Republican political activists said Saturday that reports that Fred D. Thompson had lobbied to ease a controversial abortion restriction have cast a shadow on his effort to persuade social conservatives -- a key constituency in his emerging bid for the White House -- that he is an unwavering opponent of abortion.
Some Republican activists urged caution in evaluating Thompson’s record. Others considered it damaging for questions to arise about his position on abortion, a litmus-test issue for many social conservatives.
“That would not be helpful,” said Paul M. Weyrich, a conservative leader who has not endorsed a presidential candidate.
Evidence that Thompson worked for a family-planning group in 1991 as part of his little-known but extensive portfolio as a part-time lobbyist underscores how much the public has yet to learn about the former senator, who is best known for acting in movies and on TV, especially his role as a district attorney on the popular show “Law & Order.”
The article in Saturday’s Los Angeles Times cited records and the accounts of several people associated with the issue. It also said Thompson’s spokesman strongly denied Thompson had performed such lobbying work.
Some conservatives said the lobbying claims added to anxieties. Though the GOP has been unwavering in its opposition to abortion at least since President Reagan, the positions of its presidential front-runners appear to be less unequivocal.
Former New York Mayor Rudolph W. Giuliani supports abortion rights. Former Massachusetts Gov. Mitt Romney is a recent convert to opposing abortion rights. Sen. John McCain (R-Ariz.) opposes abortion but has never made that a central issue in his career.
“With all the people who keep changing their minds on abortion, that’s got to be unsettling,” Weyrich said.
The result is a GOP abortion debate lacking one thing that activists on both sides of the issue long for: certitude.
“People want to see clarity and consistency on this issue,” said Ted Miller, spokesman for NARAL Pro-Choice America, which supports abortion rights.
A big question for Thompson, who is expected to declare his candidacy in the next week or two, is whether this will disillusion Republicans who have seen him as a white knight to rescue the party from candidates unpalatable to many conservatives.
“This will hurt, particularly because conservatives have been dying for a champion to be in the arena for them,” said David Carney, a New Hampshire-based GOP strategist who is not aligned with any candidate. “A lot hoped he was the guy.... People who really believe in the pro-life cause will not be happy.”
As a Tennessee senator from December 1994 to January 2003, Thompson sided with antiabortion advocates on most key issues. That record has been a big reason conservatives have looked to him as an alternative to established GOP candidates.

Work to be completed
List every person whom the article about Fred D. Thompson and abortion quotes directly, with the description it gives each one.

Extracted records
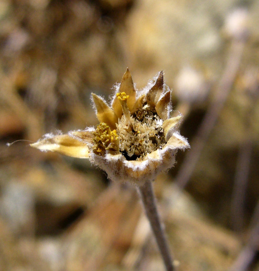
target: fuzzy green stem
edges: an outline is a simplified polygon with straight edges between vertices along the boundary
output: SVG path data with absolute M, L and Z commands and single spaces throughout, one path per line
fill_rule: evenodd
M 146 214 L 149 220 L 156 243 L 163 258 L 167 271 L 175 271 L 172 257 L 165 236 L 164 227 L 158 215 L 153 185 L 150 181 L 139 187 Z

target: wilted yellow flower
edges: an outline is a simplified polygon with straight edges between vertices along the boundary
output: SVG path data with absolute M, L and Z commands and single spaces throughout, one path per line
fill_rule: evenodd
M 45 135 L 31 144 L 43 151 L 89 158 L 108 177 L 142 184 L 171 167 L 178 149 L 189 147 L 178 131 L 181 116 L 170 118 L 170 90 L 161 72 L 145 88 L 135 89 L 127 69 L 109 105 L 92 93 L 100 123 L 96 128 Z

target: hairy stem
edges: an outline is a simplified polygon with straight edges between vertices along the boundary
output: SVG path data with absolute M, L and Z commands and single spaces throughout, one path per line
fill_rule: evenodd
M 143 186 L 139 187 L 139 191 L 166 270 L 175 271 L 175 268 L 174 266 L 172 257 L 170 252 L 168 243 L 165 236 L 163 226 L 158 215 L 152 182 L 150 181 L 146 182 Z

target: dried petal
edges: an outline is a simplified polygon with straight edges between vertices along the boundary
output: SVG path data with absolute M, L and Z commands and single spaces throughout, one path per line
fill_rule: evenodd
M 41 151 L 51 151 L 72 157 L 89 158 L 90 151 L 85 143 L 68 134 L 56 136 L 30 144 Z
M 170 106 L 170 91 L 166 92 L 155 107 L 157 115 L 163 120 L 168 118 Z
M 98 120 L 100 122 L 107 123 L 111 129 L 115 129 L 116 128 L 115 123 L 118 121 L 118 118 L 116 117 L 114 110 L 110 108 L 106 103 L 97 95 L 92 93 L 92 95 L 97 111 L 96 116 Z
M 190 145 L 188 141 L 183 137 L 177 132 L 174 133 L 172 137 L 167 141 L 165 148 L 169 146 L 175 149 L 185 149 L 190 148 Z
M 128 95 L 127 105 L 130 111 L 132 112 L 136 102 L 136 90 L 133 84 L 132 75 L 127 68 L 121 79 L 119 92 L 125 92 Z M 116 98 L 116 95 L 112 103 L 112 108 L 118 118 L 120 118 L 122 115 L 122 110 L 119 101 Z
M 158 77 L 153 86 L 147 94 L 147 98 L 148 103 L 152 106 L 155 106 L 161 97 L 163 93 L 164 87 L 164 75 L 163 72 L 161 71 Z
M 164 129 L 164 134 L 166 141 L 168 140 L 170 137 L 169 132 L 171 132 L 173 129 L 175 129 L 179 125 L 181 118 L 182 116 L 178 116 L 177 117 L 168 119 L 163 122 L 162 127 Z

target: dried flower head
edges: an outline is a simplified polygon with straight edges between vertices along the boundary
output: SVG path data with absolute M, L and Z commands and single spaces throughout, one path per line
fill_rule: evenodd
M 89 158 L 109 178 L 141 185 L 171 167 L 178 149 L 189 147 L 178 126 L 181 116 L 170 118 L 170 90 L 161 72 L 148 86 L 136 90 L 127 69 L 115 86 L 109 106 L 92 93 L 100 123 L 96 128 L 48 134 L 32 147 L 66 155 Z

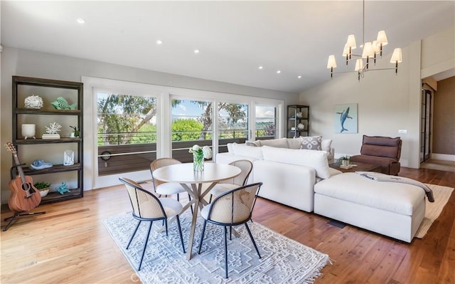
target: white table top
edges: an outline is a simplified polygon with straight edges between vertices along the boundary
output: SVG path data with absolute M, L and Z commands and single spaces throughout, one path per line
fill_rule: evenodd
M 240 174 L 242 170 L 225 164 L 205 163 L 203 172 L 194 172 L 193 163 L 166 166 L 154 171 L 154 178 L 162 182 L 184 184 L 215 182 Z

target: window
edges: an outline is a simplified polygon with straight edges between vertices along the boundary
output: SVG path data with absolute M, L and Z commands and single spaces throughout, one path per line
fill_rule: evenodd
M 172 99 L 171 106 L 172 157 L 182 162 L 193 162 L 190 147 L 196 144 L 212 147 L 213 102 Z
M 98 175 L 149 169 L 156 159 L 156 98 L 97 92 Z
M 256 117 L 255 120 L 255 136 L 256 139 L 277 138 L 277 107 L 274 105 L 256 105 Z

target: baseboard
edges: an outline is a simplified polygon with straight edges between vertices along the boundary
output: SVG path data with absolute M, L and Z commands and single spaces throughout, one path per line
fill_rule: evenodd
M 451 154 L 447 154 L 432 153 L 432 159 L 441 159 L 443 161 L 455 162 L 455 155 L 451 155 Z

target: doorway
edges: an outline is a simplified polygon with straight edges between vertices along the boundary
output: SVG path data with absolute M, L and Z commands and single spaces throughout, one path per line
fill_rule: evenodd
M 432 92 L 422 89 L 422 106 L 420 108 L 420 163 L 431 157 L 432 139 Z

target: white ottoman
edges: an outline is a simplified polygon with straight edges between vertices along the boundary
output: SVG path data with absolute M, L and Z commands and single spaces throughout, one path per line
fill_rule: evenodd
M 425 214 L 425 191 L 353 172 L 314 186 L 314 213 L 408 243 Z

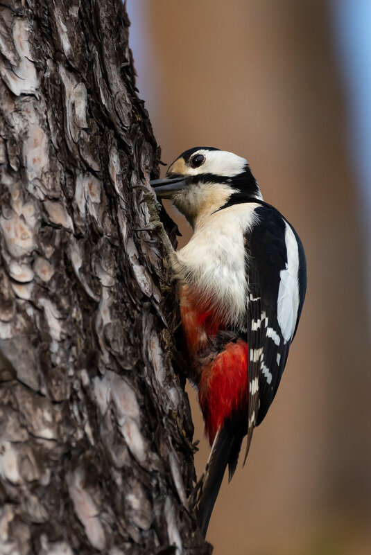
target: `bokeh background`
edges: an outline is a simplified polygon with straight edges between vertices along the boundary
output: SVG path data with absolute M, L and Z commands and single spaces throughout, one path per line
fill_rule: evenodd
M 222 486 L 214 555 L 370 555 L 371 2 L 126 6 L 162 160 L 204 145 L 246 157 L 307 252 L 298 333 L 246 466 Z

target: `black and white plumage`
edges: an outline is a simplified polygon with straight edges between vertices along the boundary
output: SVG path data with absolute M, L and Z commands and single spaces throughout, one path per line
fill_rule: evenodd
M 152 184 L 193 228 L 172 265 L 189 377 L 213 443 L 198 503 L 205 534 L 225 466 L 232 477 L 243 436 L 246 457 L 279 385 L 305 296 L 305 256 L 236 155 L 190 149 Z

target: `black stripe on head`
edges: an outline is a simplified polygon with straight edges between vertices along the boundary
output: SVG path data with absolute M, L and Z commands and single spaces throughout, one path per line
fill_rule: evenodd
M 195 146 L 193 148 L 189 148 L 188 150 L 184 150 L 180 156 L 178 156 L 178 158 L 175 158 L 174 162 L 175 162 L 179 158 L 184 158 L 184 161 L 186 164 L 188 164 L 189 161 L 189 159 L 195 152 L 197 152 L 198 150 L 220 150 L 220 148 L 215 148 L 214 146 Z M 170 166 L 172 166 L 174 162 L 171 162 Z M 170 167 L 170 166 L 169 166 Z
M 234 204 L 240 204 L 245 202 L 256 202 L 258 200 L 257 197 L 260 197 L 261 193 L 257 180 L 252 175 L 248 164 L 246 164 L 245 170 L 241 173 L 234 177 L 224 178 L 225 180 L 221 182 L 227 183 L 233 188 L 237 189 L 237 193 L 234 193 L 228 202 L 224 204 L 219 210 Z M 219 183 L 221 182 L 219 178 Z

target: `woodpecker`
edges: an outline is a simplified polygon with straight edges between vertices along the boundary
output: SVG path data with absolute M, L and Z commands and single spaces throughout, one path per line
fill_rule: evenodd
M 184 354 L 212 446 L 197 503 L 206 536 L 227 466 L 244 462 L 255 426 L 276 394 L 307 288 L 293 226 L 263 200 L 247 161 L 211 147 L 186 150 L 150 182 L 193 233 L 171 255 Z

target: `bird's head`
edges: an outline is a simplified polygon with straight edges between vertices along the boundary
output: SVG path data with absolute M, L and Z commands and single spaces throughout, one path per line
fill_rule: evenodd
M 208 146 L 186 150 L 169 166 L 164 179 L 150 184 L 157 196 L 171 199 L 193 227 L 199 216 L 226 204 L 262 199 L 244 158 Z

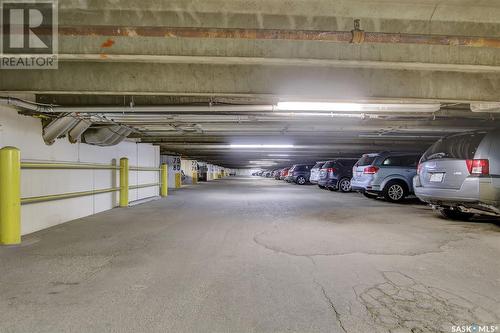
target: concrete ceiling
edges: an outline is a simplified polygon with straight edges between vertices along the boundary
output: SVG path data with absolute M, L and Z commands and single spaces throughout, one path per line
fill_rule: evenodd
M 164 152 L 227 167 L 286 165 L 422 151 L 447 133 L 500 124 L 496 113 L 469 106 L 500 102 L 500 3 L 494 0 L 65 0 L 59 15 L 59 69 L 0 70 L 2 95 L 102 106 L 100 119 L 133 127 L 133 137 Z M 353 33 L 355 20 L 362 31 Z M 283 100 L 442 108 L 373 116 L 104 108 Z M 229 147 L 235 143 L 294 147 Z

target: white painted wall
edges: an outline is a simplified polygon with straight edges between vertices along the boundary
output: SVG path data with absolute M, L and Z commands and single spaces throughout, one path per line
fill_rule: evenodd
M 0 106 L 0 147 L 21 150 L 23 161 L 82 162 L 119 164 L 129 158 L 130 166 L 158 167 L 159 147 L 150 144 L 122 142 L 113 147 L 71 144 L 66 138 L 48 146 L 42 139 L 39 119 L 19 115 L 14 109 Z M 130 185 L 159 182 L 159 173 L 130 171 Z M 89 191 L 118 186 L 119 173 L 114 170 L 22 170 L 21 197 Z M 130 201 L 159 193 L 158 186 L 130 190 Z M 73 219 L 92 215 L 118 205 L 118 192 L 23 205 L 21 233 L 29 234 Z

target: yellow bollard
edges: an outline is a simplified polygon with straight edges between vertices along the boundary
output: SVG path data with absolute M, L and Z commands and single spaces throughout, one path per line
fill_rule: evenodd
M 120 207 L 128 207 L 128 158 L 120 159 Z
M 21 243 L 21 153 L 0 149 L 0 244 Z
M 160 195 L 166 197 L 168 195 L 168 165 L 161 165 L 161 189 Z
M 181 188 L 182 178 L 180 173 L 175 174 L 175 188 Z

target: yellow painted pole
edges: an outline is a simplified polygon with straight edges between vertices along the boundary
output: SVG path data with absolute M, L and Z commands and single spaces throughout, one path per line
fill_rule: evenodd
M 0 244 L 21 243 L 21 153 L 0 149 Z
M 161 165 L 161 189 L 160 195 L 166 197 L 168 195 L 168 165 Z
M 182 176 L 180 173 L 175 174 L 175 188 L 181 188 L 182 186 Z
M 120 159 L 120 207 L 128 207 L 128 158 Z

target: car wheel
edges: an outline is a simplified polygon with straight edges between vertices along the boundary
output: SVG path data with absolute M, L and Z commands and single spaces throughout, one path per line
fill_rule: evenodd
M 390 202 L 401 202 L 408 195 L 406 185 L 400 181 L 391 181 L 384 188 L 384 198 Z
M 378 195 L 376 194 L 371 194 L 371 193 L 368 193 L 368 192 L 363 192 L 363 195 L 369 199 L 377 199 Z
M 439 213 L 447 219 L 458 221 L 469 221 L 474 216 L 472 213 L 464 213 L 459 210 L 449 208 L 440 208 Z
M 351 180 L 349 178 L 342 178 L 338 185 L 340 192 L 351 192 Z

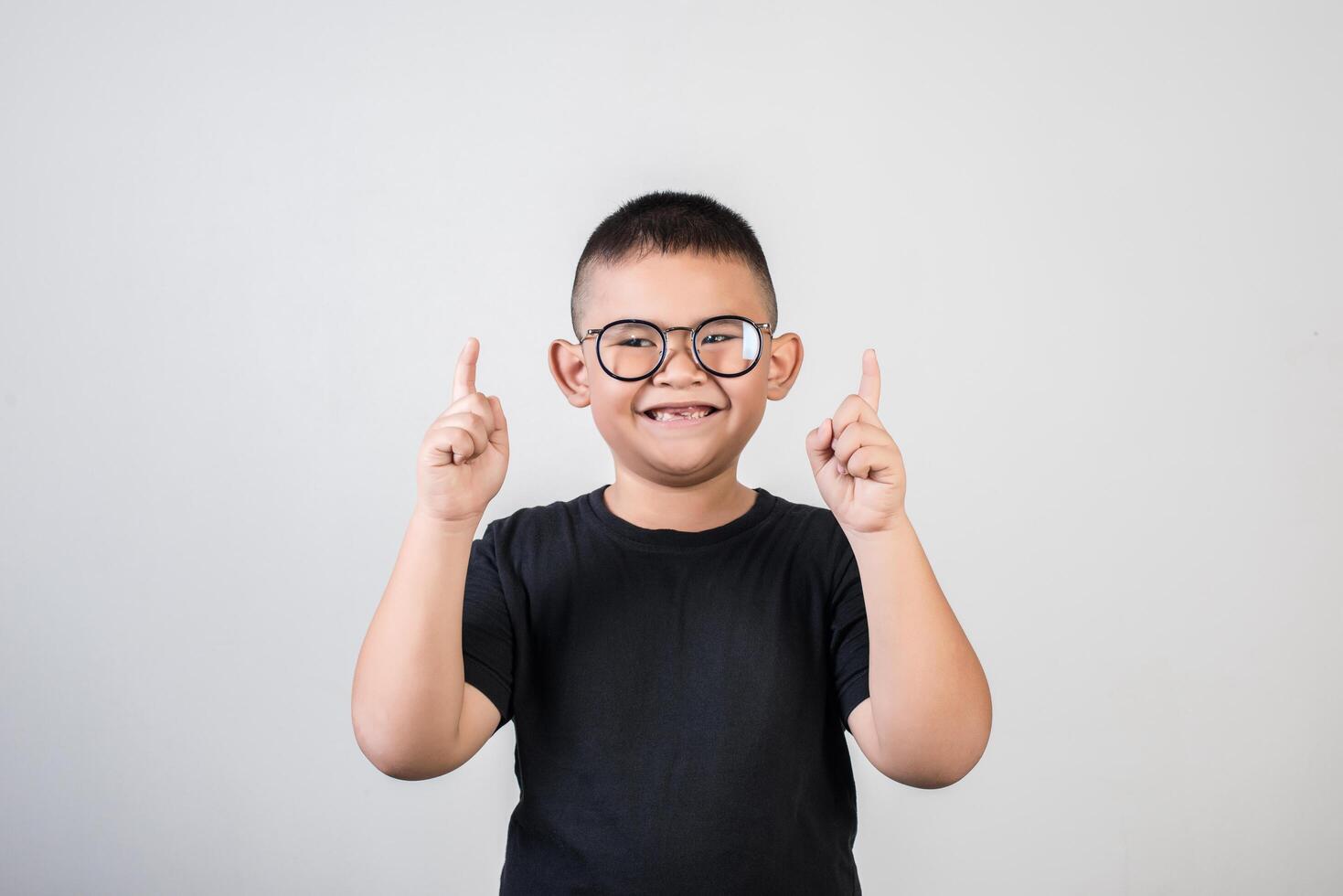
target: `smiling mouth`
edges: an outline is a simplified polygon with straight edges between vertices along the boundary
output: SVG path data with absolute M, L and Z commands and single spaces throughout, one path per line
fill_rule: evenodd
M 665 427 L 680 429 L 686 426 L 698 426 L 704 423 L 704 420 L 717 414 L 720 408 L 716 407 L 708 407 L 708 408 L 700 408 L 693 414 L 686 414 L 686 412 L 662 411 L 657 408 L 650 408 L 647 411 L 642 411 L 642 415 L 646 416 L 653 423 L 658 424 L 659 427 L 665 426 Z
M 658 422 L 669 422 L 669 420 L 702 420 L 704 418 L 712 416 L 713 414 L 717 414 L 717 412 L 719 412 L 719 408 L 716 408 L 716 407 L 706 407 L 706 408 L 701 408 L 698 411 L 692 411 L 692 412 L 663 411 L 661 408 L 651 408 L 651 410 L 643 411 L 643 416 L 649 418 L 650 420 L 658 420 Z

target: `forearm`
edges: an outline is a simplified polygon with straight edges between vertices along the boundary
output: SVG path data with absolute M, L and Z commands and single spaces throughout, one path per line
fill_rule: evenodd
M 462 592 L 478 520 L 415 512 L 364 635 L 351 712 L 364 755 L 398 778 L 447 771 L 465 692 Z
M 888 774 L 951 783 L 983 755 L 988 682 L 908 517 L 849 533 L 868 611 L 868 689 Z

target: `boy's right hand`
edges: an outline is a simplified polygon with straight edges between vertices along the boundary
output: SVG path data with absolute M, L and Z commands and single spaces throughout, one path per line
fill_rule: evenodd
M 453 403 L 424 433 L 416 466 L 415 510 L 445 523 L 478 521 L 508 472 L 508 420 L 494 395 L 475 391 L 481 343 L 466 340 L 457 359 Z

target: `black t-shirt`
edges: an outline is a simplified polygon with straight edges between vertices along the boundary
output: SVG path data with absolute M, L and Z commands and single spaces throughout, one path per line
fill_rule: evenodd
M 645 529 L 606 488 L 471 544 L 466 681 L 517 733 L 500 892 L 861 893 L 868 617 L 834 514 L 756 488 L 717 528 Z

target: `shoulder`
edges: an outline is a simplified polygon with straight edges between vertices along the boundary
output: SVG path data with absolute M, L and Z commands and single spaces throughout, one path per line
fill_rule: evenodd
M 796 531 L 808 545 L 818 543 L 831 545 L 837 536 L 843 537 L 839 521 L 835 520 L 830 508 L 790 501 L 782 494 L 774 497 L 779 501 L 778 517 L 780 523 L 786 528 Z
M 516 508 L 490 520 L 481 537 L 492 541 L 496 551 L 540 549 L 576 529 L 582 513 L 580 502 L 586 497 L 580 494 L 567 501 Z

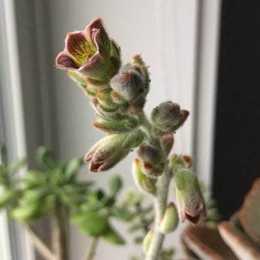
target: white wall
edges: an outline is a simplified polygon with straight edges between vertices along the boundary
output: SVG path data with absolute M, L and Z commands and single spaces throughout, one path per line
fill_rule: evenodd
M 146 107 L 147 113 L 150 114 L 160 102 L 169 99 L 192 109 L 196 0 L 55 0 L 51 1 L 50 5 L 53 53 L 57 54 L 63 49 L 68 31 L 83 29 L 92 18 L 101 17 L 109 35 L 120 44 L 123 61 L 126 62 L 133 55 L 142 53 L 150 66 L 152 81 Z M 104 134 L 92 128 L 94 112 L 81 90 L 64 71 L 56 70 L 55 79 L 55 131 L 58 133 L 60 157 L 67 159 L 83 155 Z M 175 153 L 191 153 L 192 122 L 191 118 L 177 133 Z M 81 178 L 94 179 L 98 185 L 105 187 L 109 172 L 118 172 L 122 176 L 126 187 L 133 185 L 131 167 L 135 155 L 135 152 L 132 153 L 109 172 L 90 174 L 86 169 Z M 120 224 L 117 226 L 120 230 L 125 230 L 125 226 Z M 82 259 L 88 241 L 75 229 L 71 232 L 72 259 Z M 170 246 L 176 241 L 177 235 L 168 237 L 168 245 Z M 105 259 L 107 256 L 114 260 L 127 259 L 126 256 L 140 251 L 140 248 L 132 244 L 121 248 L 102 242 L 99 244 L 96 259 Z

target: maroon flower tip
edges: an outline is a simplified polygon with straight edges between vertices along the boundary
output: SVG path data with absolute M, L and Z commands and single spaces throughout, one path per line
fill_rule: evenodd
M 93 153 L 90 153 L 90 155 L 87 154 L 84 157 L 84 161 L 87 162 L 92 159 Z
M 103 20 L 101 18 L 94 19 L 91 23 L 86 26 L 85 30 L 91 33 L 94 29 L 99 29 L 104 28 L 104 23 Z
M 76 64 L 71 57 L 64 53 L 64 51 L 61 52 L 56 58 L 56 65 L 60 68 L 77 69 Z
M 90 165 L 90 168 L 88 169 L 88 170 L 90 172 L 100 172 L 100 167 L 102 166 L 102 163 L 101 164 L 98 164 L 98 163 L 94 163 L 93 161 L 91 162 Z

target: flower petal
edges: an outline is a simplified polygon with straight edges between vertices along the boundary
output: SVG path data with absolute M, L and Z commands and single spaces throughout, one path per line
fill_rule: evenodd
M 93 20 L 86 27 L 86 31 L 99 50 L 110 53 L 110 39 L 105 29 L 102 19 Z
M 68 34 L 66 49 L 78 67 L 82 66 L 96 51 L 92 41 L 88 40 L 82 32 Z
M 68 55 L 66 51 L 61 52 L 56 58 L 56 65 L 58 68 L 77 69 L 74 60 Z

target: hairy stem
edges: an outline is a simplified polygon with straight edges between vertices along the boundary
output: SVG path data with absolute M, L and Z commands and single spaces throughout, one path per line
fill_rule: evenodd
M 93 259 L 96 246 L 99 242 L 98 237 L 92 237 L 90 244 L 88 246 L 87 252 L 86 254 L 85 260 L 92 260 Z
M 68 260 L 66 209 L 57 201 L 53 216 L 53 246 L 56 260 Z
M 148 141 L 161 149 L 159 138 L 153 135 L 153 125 L 144 113 L 140 113 L 139 120 Z M 164 152 L 162 151 L 162 153 L 164 154 Z M 165 235 L 160 231 L 159 223 L 166 210 L 169 185 L 171 179 L 167 158 L 165 158 L 165 161 L 166 162 L 167 161 L 167 163 L 166 164 L 164 171 L 161 176 L 158 178 L 156 184 L 157 192 L 154 197 L 154 207 L 155 211 L 155 228 L 152 241 L 148 251 L 146 253 L 145 260 L 159 259 L 165 237 Z
M 146 134 L 147 139 L 150 141 L 153 140 L 155 137 L 153 134 L 153 125 L 147 118 L 146 114 L 144 112 L 140 113 L 138 114 L 138 118 L 142 130 Z
M 168 194 L 170 181 L 170 174 L 168 168 L 162 175 L 158 178 L 157 183 L 157 194 L 154 198 L 155 221 L 152 241 L 145 260 L 157 260 L 161 251 L 162 244 L 165 235 L 159 229 L 159 223 L 164 217 L 167 207 Z
M 38 236 L 33 228 L 27 224 L 23 224 L 23 226 L 30 236 L 34 246 L 39 253 L 47 260 L 55 260 L 55 256 L 51 248 Z

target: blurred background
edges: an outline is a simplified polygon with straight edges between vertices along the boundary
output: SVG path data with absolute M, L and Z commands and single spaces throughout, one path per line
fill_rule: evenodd
M 0 142 L 10 160 L 25 156 L 30 168 L 39 145 L 65 161 L 82 156 L 104 136 L 92 127 L 88 99 L 55 68 L 66 33 L 101 17 L 123 62 L 141 53 L 149 66 L 147 114 L 166 100 L 191 112 L 173 152 L 194 157 L 194 171 L 228 218 L 259 176 L 259 14 L 257 0 L 0 0 Z M 109 172 L 116 172 L 125 187 L 132 186 L 135 157 L 133 152 L 100 174 L 86 167 L 81 178 L 106 189 Z M 0 252 L 7 259 L 36 259 L 23 231 L 10 229 L 3 213 L 0 220 Z M 48 237 L 47 224 L 38 229 Z M 72 259 L 79 259 L 88 240 L 70 231 Z M 167 244 L 178 247 L 177 236 L 169 235 Z M 96 259 L 140 251 L 129 242 L 124 248 L 102 242 Z

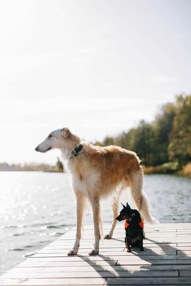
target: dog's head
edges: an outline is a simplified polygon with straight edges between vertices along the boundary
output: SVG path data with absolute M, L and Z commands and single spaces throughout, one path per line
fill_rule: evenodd
M 64 128 L 52 131 L 35 150 L 41 153 L 55 149 L 67 149 L 70 151 L 80 142 L 79 137 L 73 134 L 69 128 Z
M 129 220 L 130 217 L 132 217 L 132 216 L 133 217 L 133 210 L 131 209 L 128 203 L 127 203 L 126 206 L 122 203 L 121 203 L 121 204 L 123 207 L 123 208 L 120 212 L 119 215 L 115 217 L 115 219 L 119 221 L 121 221 L 121 220 Z

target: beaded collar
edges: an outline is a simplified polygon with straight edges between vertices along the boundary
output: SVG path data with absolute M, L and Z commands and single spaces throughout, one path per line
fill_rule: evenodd
M 76 157 L 78 156 L 79 153 L 83 147 L 83 144 L 80 144 L 79 146 L 77 146 L 74 149 L 73 151 L 72 151 L 71 153 L 71 156 L 70 157 L 70 159 L 73 159 L 74 157 Z

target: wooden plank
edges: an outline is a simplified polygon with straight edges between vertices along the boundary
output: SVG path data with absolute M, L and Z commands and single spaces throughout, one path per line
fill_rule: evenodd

Response to the task
- Paul M. Weyrich: a conservative leader who has not endorsed a presidential candidate
- Ted Miller: spokesman for NARAL Pro-Choice America, which supports abortion rights
- David Carney: a New Hampshire-based GOP strategist who is not aligned with any candidate